▸ SELECTED PASSAGE:

# Just Received Three From Bill Hays



## Pilgrim (May 3, 2014)

I just received the two slingshots I bought from Bill Hays (Seal Sniper G10 Ballistic, G10 Ballistic Tube Master Sniper and one additional slingshot that was a gift from Bill (Not sure, think it is a smaller Tube Master Sniper)! I am heading out to shoot right now. Everything that has already been said about Bill's generosity and that he and his wife are great with communicating with the customer are true. So well worth the wait. Here are some pictures.


----------



## oldmiser (Jan 22, 2014)

Awwww now you are in for some great shootin my friend...Bill is a awesome vendor/Master maker of slingshots..

there are many other Vendors as well who make slingshots...A lot if it come's down too a personal choice of buying

a shooter...There are so many great shooters....Have fun ..May your ammo fly straight....AKAOldmiser


----------



## Pilgrim (May 3, 2014)

Just finished trying them out. So far, the Seal Sniper is the most comfortable and accurate. I have been shooting the Scout for quite awhile, one with tubes and one with bands, and getting pretty accurate with them both. Now, another learning curve. I think I am becoming a fan of bands. I don't think the smaller one is set up for tubes and TTF shooting, since the tube can come off the fork. Will have to investigate that further. Probably just put bands on that one. One big difference between these G10's and the Scouts, is the weight, which takes some getting used to. It is all great fun and a blast to set goals and hit them!

▸ SUPPLIED DATA:
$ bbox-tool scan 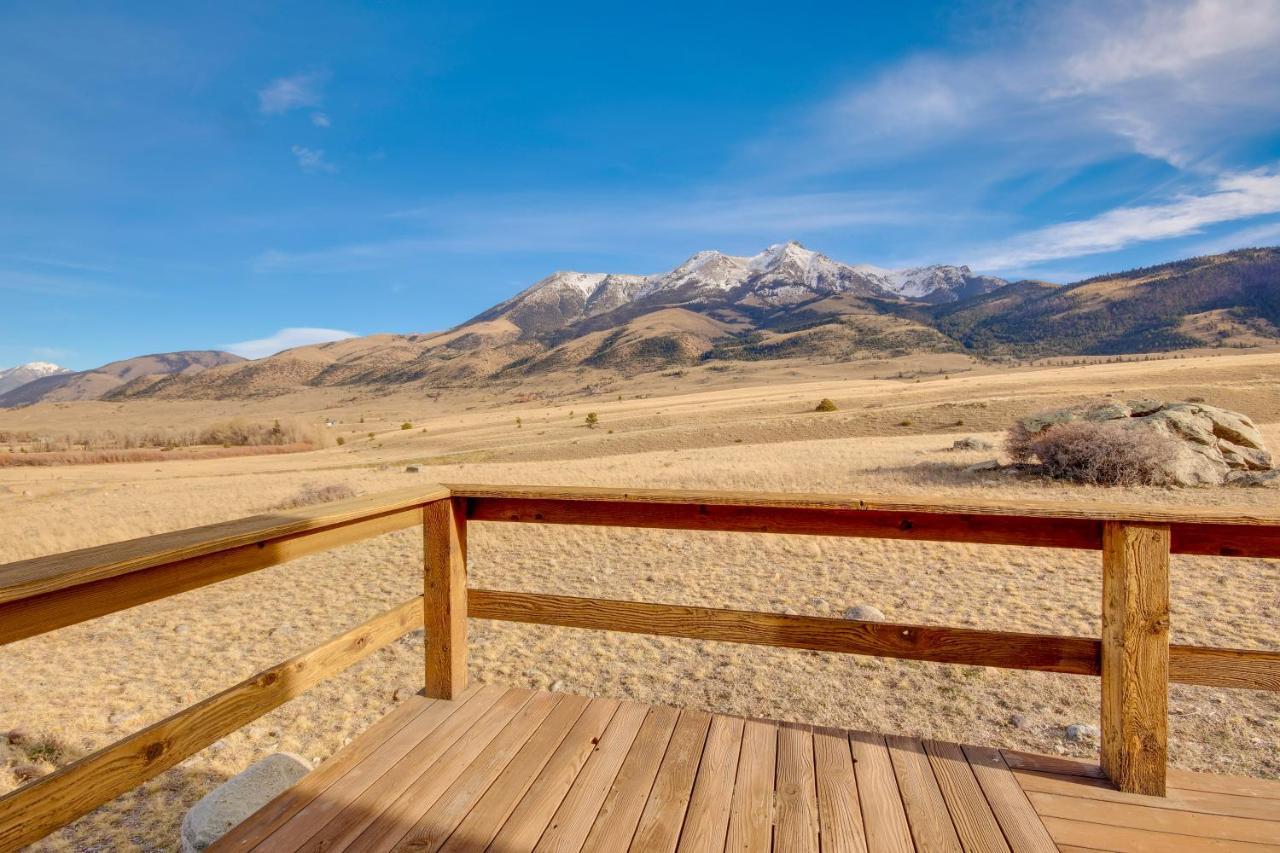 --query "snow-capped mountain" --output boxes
[471,241,1006,336]
[0,361,70,394]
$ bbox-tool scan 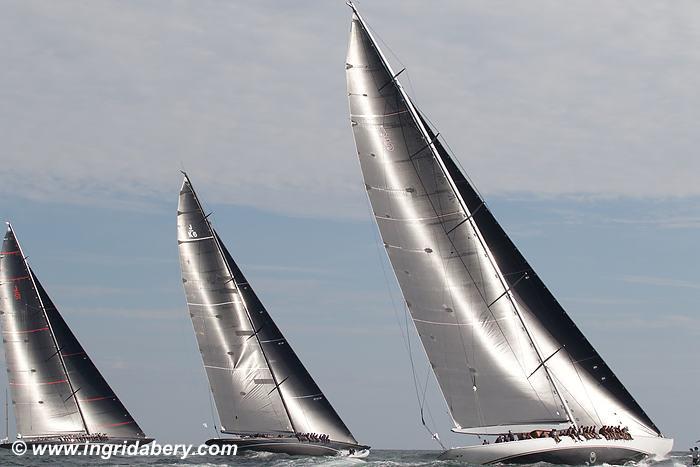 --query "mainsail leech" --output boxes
[0,224,145,439]
[346,4,658,433]
[178,176,357,444]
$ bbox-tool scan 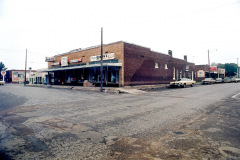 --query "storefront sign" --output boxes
[90,53,115,61]
[186,65,189,71]
[69,58,82,63]
[45,57,55,62]
[210,66,217,71]
[71,78,77,82]
[51,62,60,66]
[61,57,68,67]
[218,68,225,74]
[197,70,205,77]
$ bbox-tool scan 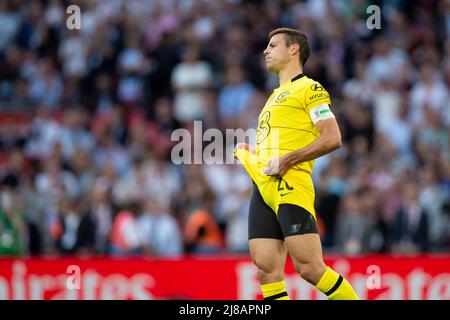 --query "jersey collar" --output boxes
[291,73,305,82]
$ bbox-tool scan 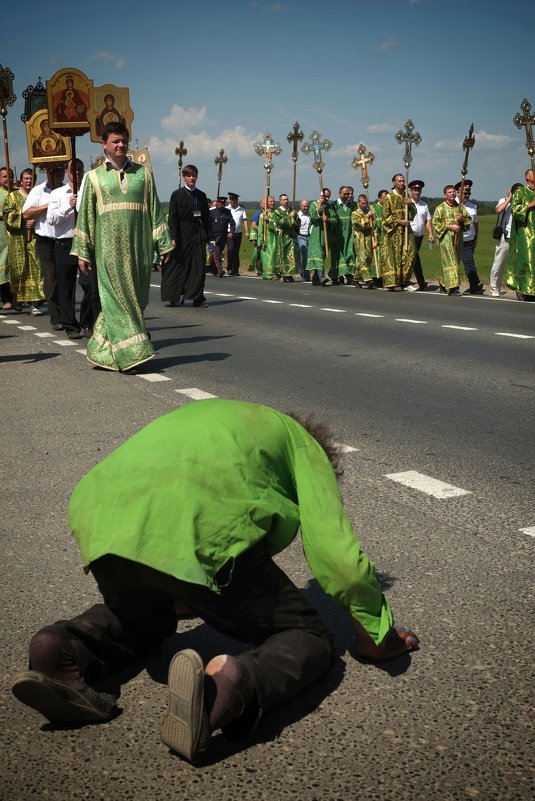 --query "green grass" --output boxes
[240,213,496,284]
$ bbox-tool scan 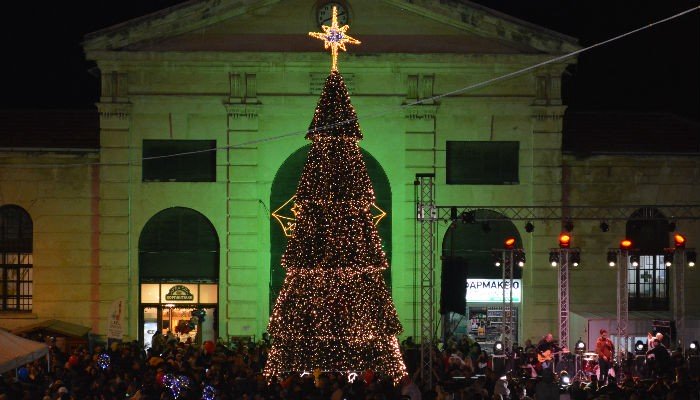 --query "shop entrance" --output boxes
[442,209,522,348]
[141,304,217,349]
[139,207,220,349]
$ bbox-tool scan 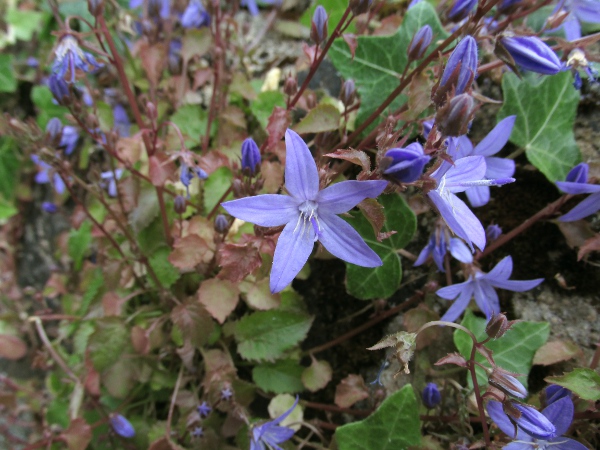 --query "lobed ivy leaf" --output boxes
[498,72,581,183]
[335,385,421,450]
[345,195,417,300]
[234,311,313,361]
[454,310,550,387]
[329,2,448,133]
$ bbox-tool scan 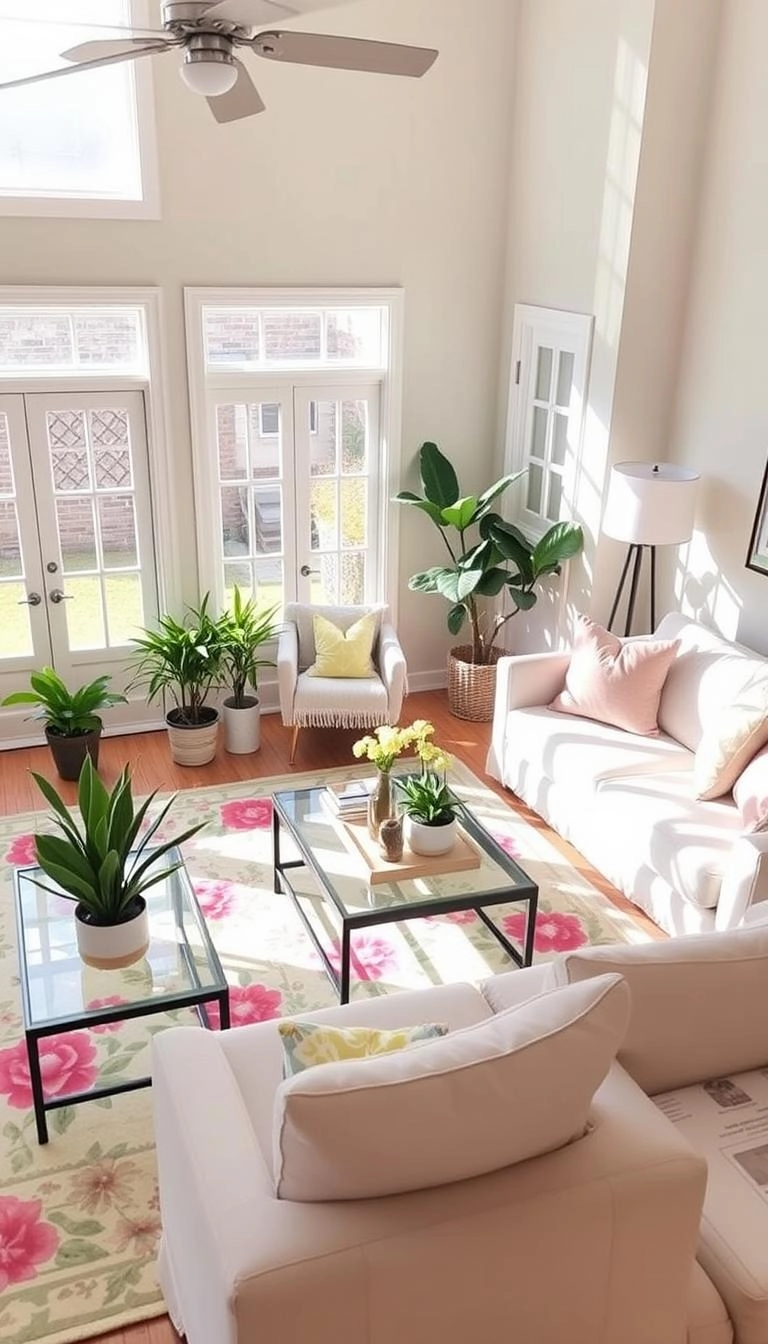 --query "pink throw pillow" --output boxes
[549,616,679,737]
[733,747,768,832]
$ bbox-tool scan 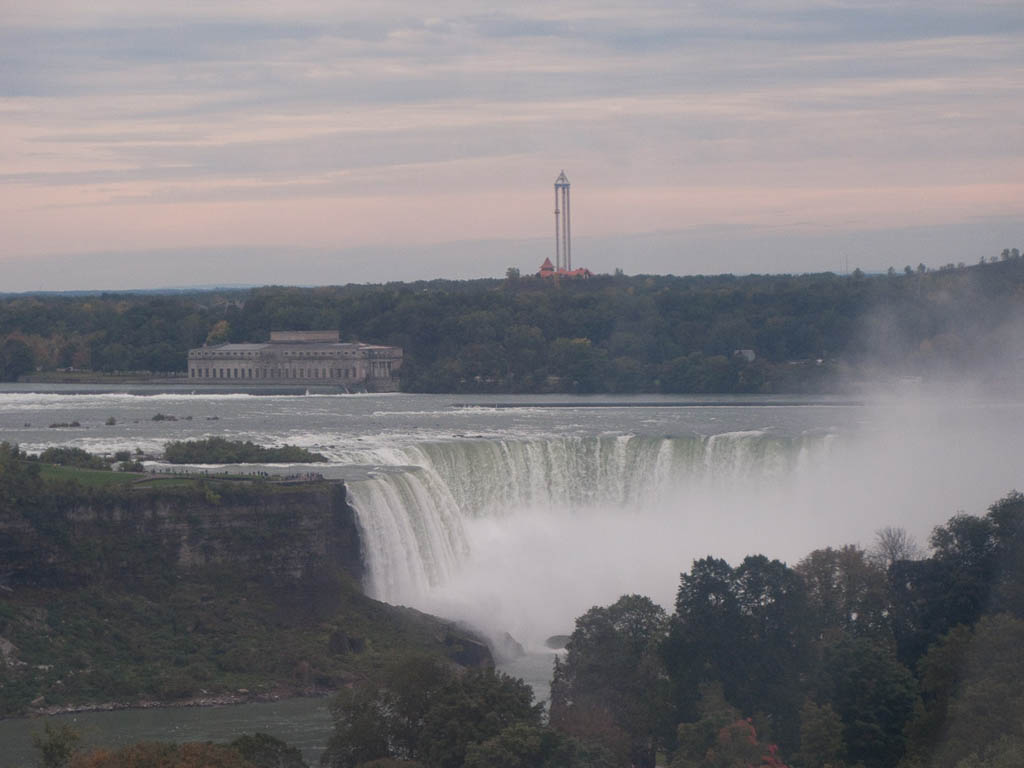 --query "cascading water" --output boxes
[339,431,831,642]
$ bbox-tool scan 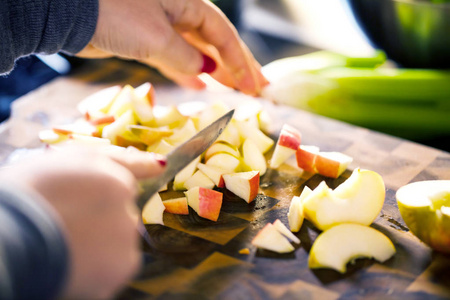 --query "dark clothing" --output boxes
[0,186,69,300]
[0,0,98,74]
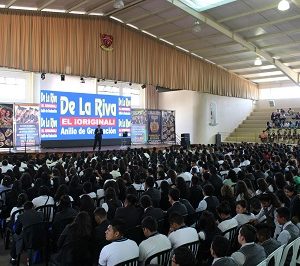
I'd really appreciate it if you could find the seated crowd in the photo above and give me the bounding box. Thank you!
[0,143,300,266]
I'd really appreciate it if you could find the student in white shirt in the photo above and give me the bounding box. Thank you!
[98,219,139,266]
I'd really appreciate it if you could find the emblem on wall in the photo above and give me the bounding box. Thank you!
[100,34,114,52]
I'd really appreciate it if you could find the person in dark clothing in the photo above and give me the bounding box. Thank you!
[93,125,103,151]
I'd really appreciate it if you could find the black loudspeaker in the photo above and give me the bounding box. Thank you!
[216,133,222,147]
[180,133,191,148]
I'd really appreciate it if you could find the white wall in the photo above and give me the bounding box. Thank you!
[159,91,253,144]
[257,98,300,111]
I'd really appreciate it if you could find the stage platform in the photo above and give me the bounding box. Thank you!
[0,144,172,155]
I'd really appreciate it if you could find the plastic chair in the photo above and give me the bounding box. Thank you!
[267,245,285,265]
[35,204,55,223]
[115,257,139,266]
[279,237,300,266]
[180,240,200,258]
[145,248,172,266]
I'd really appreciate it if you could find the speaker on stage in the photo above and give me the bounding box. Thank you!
[216,133,222,147]
[180,133,191,149]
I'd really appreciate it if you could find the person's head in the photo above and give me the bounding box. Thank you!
[238,224,256,245]
[203,184,215,197]
[172,247,196,266]
[276,207,291,225]
[169,188,180,204]
[105,219,125,241]
[141,216,158,237]
[256,223,272,243]
[217,201,231,220]
[94,207,107,224]
[235,200,247,214]
[140,195,152,209]
[210,235,230,258]
[169,212,184,230]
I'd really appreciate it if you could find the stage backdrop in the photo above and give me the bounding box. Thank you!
[40,90,131,146]
[15,103,40,147]
[131,109,148,144]
[0,103,13,148]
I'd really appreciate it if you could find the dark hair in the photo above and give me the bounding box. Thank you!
[174,247,196,266]
[109,219,126,236]
[94,207,107,218]
[240,224,256,243]
[169,212,184,225]
[211,236,230,258]
[141,216,158,232]
[276,207,291,221]
[140,195,152,209]
[203,184,215,196]
[169,188,180,201]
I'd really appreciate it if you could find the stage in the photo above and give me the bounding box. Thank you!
[0,143,174,155]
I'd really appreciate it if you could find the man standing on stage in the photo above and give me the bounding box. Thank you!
[93,125,103,151]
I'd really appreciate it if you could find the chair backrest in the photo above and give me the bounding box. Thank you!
[267,245,285,265]
[279,237,300,266]
[35,204,55,222]
[145,248,172,266]
[115,257,139,266]
[181,240,200,258]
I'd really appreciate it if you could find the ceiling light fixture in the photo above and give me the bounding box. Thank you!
[113,0,124,9]
[192,20,201,33]
[277,0,290,11]
[254,56,262,66]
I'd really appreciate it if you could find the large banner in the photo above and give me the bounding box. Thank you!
[15,104,40,147]
[161,111,176,144]
[147,110,161,143]
[131,109,147,144]
[40,90,131,140]
[0,103,13,148]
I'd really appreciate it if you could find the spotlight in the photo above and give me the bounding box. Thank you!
[113,0,124,9]
[192,20,201,33]
[277,0,290,11]
[254,56,262,66]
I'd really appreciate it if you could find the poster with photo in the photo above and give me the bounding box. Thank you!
[131,109,147,144]
[0,103,13,148]
[147,110,161,143]
[161,111,176,144]
[15,104,40,147]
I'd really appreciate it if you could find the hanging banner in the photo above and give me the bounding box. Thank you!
[15,104,40,147]
[40,90,131,141]
[0,103,13,148]
[147,110,161,143]
[161,111,176,144]
[131,109,147,144]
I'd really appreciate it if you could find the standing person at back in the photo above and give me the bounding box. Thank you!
[93,125,103,151]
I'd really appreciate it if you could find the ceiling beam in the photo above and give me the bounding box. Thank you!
[217,3,278,23]
[167,0,300,85]
[66,0,90,13]
[5,0,18,8]
[37,0,56,11]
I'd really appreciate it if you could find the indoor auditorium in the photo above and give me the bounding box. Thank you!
[0,0,300,266]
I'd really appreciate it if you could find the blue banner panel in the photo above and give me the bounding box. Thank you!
[40,90,131,140]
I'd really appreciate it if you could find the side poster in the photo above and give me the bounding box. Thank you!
[15,104,40,147]
[161,111,176,144]
[131,109,147,144]
[147,110,161,143]
[0,103,13,148]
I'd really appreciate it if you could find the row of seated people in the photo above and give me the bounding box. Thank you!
[0,141,299,261]
[259,128,300,144]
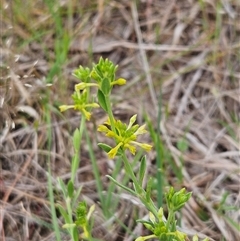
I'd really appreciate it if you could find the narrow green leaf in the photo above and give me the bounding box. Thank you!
[97,90,107,112]
[57,177,67,198]
[71,153,79,177]
[139,156,147,187]
[72,187,82,207]
[146,177,153,202]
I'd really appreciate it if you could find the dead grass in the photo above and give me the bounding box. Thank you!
[0,0,240,241]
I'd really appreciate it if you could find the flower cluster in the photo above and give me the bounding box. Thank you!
[59,58,126,120]
[98,115,152,158]
[59,88,99,120]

▸ TASK DIRECTIONS:
Answer these questions from the slingshot forum thread above.
1. How many slingshots did Pilgrim buy from Bill Hays?
2. According to oldmiser, what does buying a shooter largely come down to?
3. Besides comfort and accuracy, what difference between the G10's and the Scouts does Pilgrim point out?

▸ TASK OUTPUT:
1. Two.
2. A personal choice.
3. The weight.